Given text ->

%%

Considerations: Spiral theory requires complex practical and ethical considerations before it can be applied to Deep Green Resistance and our strategic model.
Practical – Spiral theory is traditionally utilized when an identifiable social group exists to be retaliated against. This is most commonly an ethic group, but it can be any relatively inflexible and publicly recognizable social category. Race, sex, and economic class are all at least potentially capable of being integrated into a strategy based on spiral theory, and Deep Green Resistance does some work revolving around all three. However, it is unclear what social group would be targeted by retaliation were spiral theory to be applied in the arena of environmentalism. A crucial element of spiral theory is the inability of the targeted social group to fracture, dissolve, or disassociate itself; in the face of Spanish repression, for example, Basque people cannot choose to stop being Basque. This contrasts with environmentalism, which is a political and social movement where membership is optional. Therefore, it is at least likely that intentionally provoking retaliation against environmentalists would result in people renouncing environmentalism rather than radicalizing against the corporate state. For this reason, traditional spiral theory is at the very least an uncertain strategy with the potential for severe failure.
Environmentalism is also a unique arena in which strategically effective militancy is often no more difficult than symbolic militancy. In many cases, it is much easier. Blowing up a dam, for example, is more pragmatically beneficial than violence directed at individuals, and it may also be safer and more straightforwardly accomplished. This is not the case for national liberation struggles, where striking decisive blows at the infrastructure of an occupying force is often much more difficult than violence towards “soft targets” like police, politicians, and settler populations. Spiral theory originally developed as a way to leverage relatively powerlessness by striking low-value targets and capitalizing on the response of the more powerful agent. Although environmentalists are similarly powerless, our focus on material extractive infrastructure as opposed to complex political and social organization means our ideal targets are often “softer” than those that would carry (purely) symbolic value. For this reason, spiral theory may be strictly unnecessary; it is likely that effective militancy as outlined in our DEW strategy would bring with it many of the same results that spiral theory intentionally produces.
Ethical – Spiral theory involves intentionally bringing harm to innocent people, including those who we consider allies and community members. Although we cannot legislate any individual’s moral response to strategies like these, it is likely that they conflict with Deep Green Resistance’s dedication to respecting human rights and avoiding oppressive actions. Combined with the previously mentioned practical issues, a straightforward application of spiral theory seems to be ethically unjustifiable.
Applications: Spiral theory, while effective in some revolutionary contexts, contains many liabilities and structural constraints that make it a poor fit for environmentalism. Nonetheless, environmentalists can and should analyze spiral theory to look for ways in which its underlying philosophy can be harnessed in the fight against industrialism.

%%

Tasks to complete ->
A – Name every social category that the spiral theory text says could potentially be integrated into a strategy based on spiral theory.
B – Carry on the spiral theory text from the point where it stops.

Source material ->
%%

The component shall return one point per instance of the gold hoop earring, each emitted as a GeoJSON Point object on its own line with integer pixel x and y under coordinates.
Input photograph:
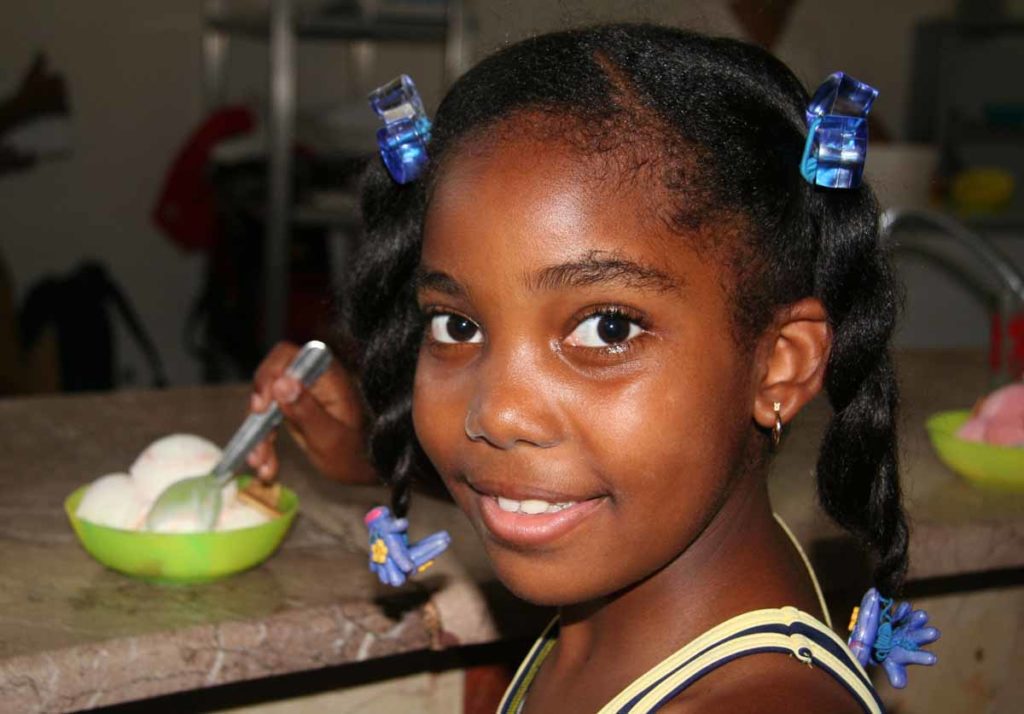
{"type": "Point", "coordinates": [776, 432]}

%%

Per-task answers ->
A – Race, sex, and economic class.

B –
Utilizing Repression for Propaganda Purposes – While it may not be justifiable to intentionally provoke retaliation against environmentalists, retaliation is nonetheless expected as the ecological catastrophe worsens and environmental activism becomes more militant. With this in mind, spiral theory can help us understand the ways in which we can utilize this retaliation and make the most of it. Already, the Trump administration’s increasingly hostile relationship to both state environmental agencies and non-state activists has altered public perception, and further crackdowns can be leveraged to increase this antagonism. Anti-environmental actions that specifically impact indigenous and non-white communities may be especially open to the dynamics described by spiral theory; although intentionally provoking these actions is likely to be unsuccessful and unethical, the strategies of revolutionary movements like the ETA and Hamas can help us understand how best to leverage these actions once they do occur as a natural byproduct of the worsening ecological crisis.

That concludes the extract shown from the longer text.